CHALLENGE: Rewrite the data from the line containing "of the white" through the end of the data, inclusive, with "marker" changed to "pin" and all other wording unchanged. Leave the pictures out of your answer.
── EXERCISE MATERIAL
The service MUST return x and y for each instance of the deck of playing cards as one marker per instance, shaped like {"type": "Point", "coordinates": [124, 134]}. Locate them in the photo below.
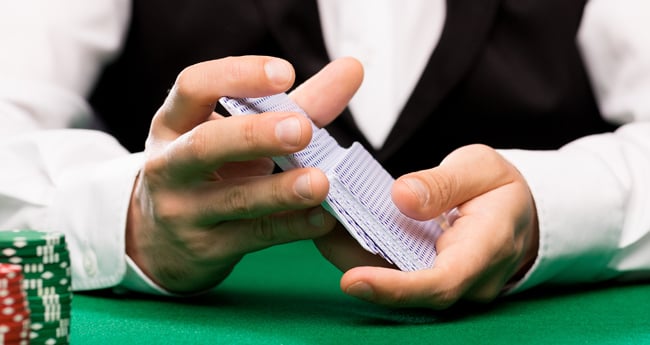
{"type": "Point", "coordinates": [359, 195]}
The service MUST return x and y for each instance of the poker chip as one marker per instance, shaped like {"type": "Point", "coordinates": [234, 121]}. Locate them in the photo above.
{"type": "Point", "coordinates": [45, 282]}
{"type": "Point", "coordinates": [15, 325]}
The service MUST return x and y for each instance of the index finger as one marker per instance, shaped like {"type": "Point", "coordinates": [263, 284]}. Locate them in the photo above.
{"type": "Point", "coordinates": [466, 173]}
{"type": "Point", "coordinates": [197, 89]}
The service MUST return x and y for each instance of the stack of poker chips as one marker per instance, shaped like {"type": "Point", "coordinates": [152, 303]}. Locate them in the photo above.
{"type": "Point", "coordinates": [45, 263]}
{"type": "Point", "coordinates": [14, 309]}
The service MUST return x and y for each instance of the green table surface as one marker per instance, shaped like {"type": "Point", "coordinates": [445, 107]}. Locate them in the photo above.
{"type": "Point", "coordinates": [290, 295]}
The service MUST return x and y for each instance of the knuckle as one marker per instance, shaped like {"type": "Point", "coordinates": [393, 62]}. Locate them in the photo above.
{"type": "Point", "coordinates": [237, 202]}
{"type": "Point", "coordinates": [445, 298]}
{"type": "Point", "coordinates": [249, 134]}
{"type": "Point", "coordinates": [442, 187]}
{"type": "Point", "coordinates": [265, 230]}
{"type": "Point", "coordinates": [167, 210]}
{"type": "Point", "coordinates": [184, 82]}
{"type": "Point", "coordinates": [197, 143]}
{"type": "Point", "coordinates": [235, 69]}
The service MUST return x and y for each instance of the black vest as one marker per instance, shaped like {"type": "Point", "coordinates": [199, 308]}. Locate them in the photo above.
{"type": "Point", "coordinates": [506, 73]}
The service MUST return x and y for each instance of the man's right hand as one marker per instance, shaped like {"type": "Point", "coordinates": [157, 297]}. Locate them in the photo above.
{"type": "Point", "coordinates": [206, 195]}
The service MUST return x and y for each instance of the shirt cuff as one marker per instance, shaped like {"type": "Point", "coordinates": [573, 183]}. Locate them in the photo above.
{"type": "Point", "coordinates": [579, 208]}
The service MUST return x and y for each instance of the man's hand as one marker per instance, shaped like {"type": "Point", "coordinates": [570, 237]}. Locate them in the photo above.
{"type": "Point", "coordinates": [494, 238]}
{"type": "Point", "coordinates": [206, 196]}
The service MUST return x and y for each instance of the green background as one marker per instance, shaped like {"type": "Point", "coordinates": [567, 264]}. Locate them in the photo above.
{"type": "Point", "coordinates": [290, 295]}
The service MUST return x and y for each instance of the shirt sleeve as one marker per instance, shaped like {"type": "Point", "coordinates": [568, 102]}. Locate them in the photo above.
{"type": "Point", "coordinates": [56, 177]}
{"type": "Point", "coordinates": [593, 195]}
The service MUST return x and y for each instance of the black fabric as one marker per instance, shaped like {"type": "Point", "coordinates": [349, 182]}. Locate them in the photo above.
{"type": "Point", "coordinates": [506, 73]}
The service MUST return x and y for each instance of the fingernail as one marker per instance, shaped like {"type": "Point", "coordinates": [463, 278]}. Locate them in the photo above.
{"type": "Point", "coordinates": [278, 71]}
{"type": "Point", "coordinates": [418, 188]}
{"type": "Point", "coordinates": [361, 290]}
{"type": "Point", "coordinates": [289, 131]}
{"type": "Point", "coordinates": [303, 186]}
{"type": "Point", "coordinates": [316, 217]}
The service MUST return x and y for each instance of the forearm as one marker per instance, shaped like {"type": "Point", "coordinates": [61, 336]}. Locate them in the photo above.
{"type": "Point", "coordinates": [592, 203]}
{"type": "Point", "coordinates": [77, 182]}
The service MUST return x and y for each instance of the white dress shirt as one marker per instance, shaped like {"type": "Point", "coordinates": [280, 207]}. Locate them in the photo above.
{"type": "Point", "coordinates": [592, 196]}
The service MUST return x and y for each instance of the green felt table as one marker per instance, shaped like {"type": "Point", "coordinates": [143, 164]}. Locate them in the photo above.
{"type": "Point", "coordinates": [290, 295]}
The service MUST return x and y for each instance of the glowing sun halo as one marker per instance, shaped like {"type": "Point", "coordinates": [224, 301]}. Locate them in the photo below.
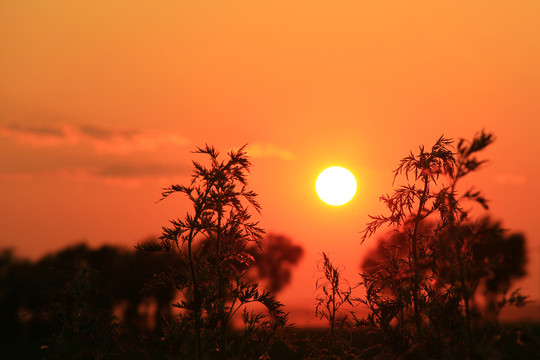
────
OUTPUT BELOW:
The service MUST return x and y for each instance of the white dress shirt as one pin per instance, shaped like {"type": "Point", "coordinates": [280, 207]}. Locate them in the photo above.
{"type": "Point", "coordinates": [592, 196]}
The service MUST return x and y for each instance of the green felt table as one pin per instance, shaped like {"type": "Point", "coordinates": [143, 164]}. Locate them in the photo above.
{"type": "Point", "coordinates": [290, 295]}
The service MUST return x and y for each instance of the glowing sun halo as one pin per instance, shaped like {"type": "Point", "coordinates": [224, 301]}. Locate them in the photo below.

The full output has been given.